INPUT FOR THIS TASK ::
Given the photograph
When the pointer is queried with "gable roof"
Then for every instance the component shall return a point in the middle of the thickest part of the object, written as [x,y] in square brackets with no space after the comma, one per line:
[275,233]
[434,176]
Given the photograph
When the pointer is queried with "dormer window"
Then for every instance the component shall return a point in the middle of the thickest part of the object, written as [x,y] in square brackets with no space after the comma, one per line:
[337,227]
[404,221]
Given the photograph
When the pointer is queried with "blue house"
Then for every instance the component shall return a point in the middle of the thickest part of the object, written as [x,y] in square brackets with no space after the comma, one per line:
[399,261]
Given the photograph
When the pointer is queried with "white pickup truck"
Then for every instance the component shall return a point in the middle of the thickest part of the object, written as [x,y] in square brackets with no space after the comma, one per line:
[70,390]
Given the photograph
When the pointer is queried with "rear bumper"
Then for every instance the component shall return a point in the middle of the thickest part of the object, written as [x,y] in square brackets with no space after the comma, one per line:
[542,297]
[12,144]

PROBLEM DESCRIPTION :: Output all of the records above line for line, with every character unchanged.

CORRECT OUTPUT ::
Given the photograph
When the pointer is queried with "gable roof"
Then for every instance the component shall return a point in the middle of the thickest part of the object, written as [x,y] in square brackets with no space after the comma, one per line:
[275,233]
[434,176]
Given the photograph
When the pointer is queried with "dormer window"
Then for every instance the component shall return a point in the middle of the thickest part of the object, written as [x,y] in square brackets with no space after the comma, one per line:
[337,227]
[404,221]
Given the photograph
When the pointer is queried with "blue house"
Then for every instance the component shall return a point in the middle of the thickest part of the object, written as [x,y] in square brackets with no space after the comma, one per line:
[399,261]
Given the photograph
When the pointer is queried with "white pickup truck"
Then for every instance the component shall return a point in the middle of the thickest part of the object, written as [x,y] in square brackets with no space after the comma, one per line:
[70,390]
Given the photograph
When the pointer is queried with "rear bumper"
Then for every instance the component shall return a point in the middle of the thickest part of the object, written as [x,y] in square brackets with no space after the comma, one per line:
[542,297]
[12,144]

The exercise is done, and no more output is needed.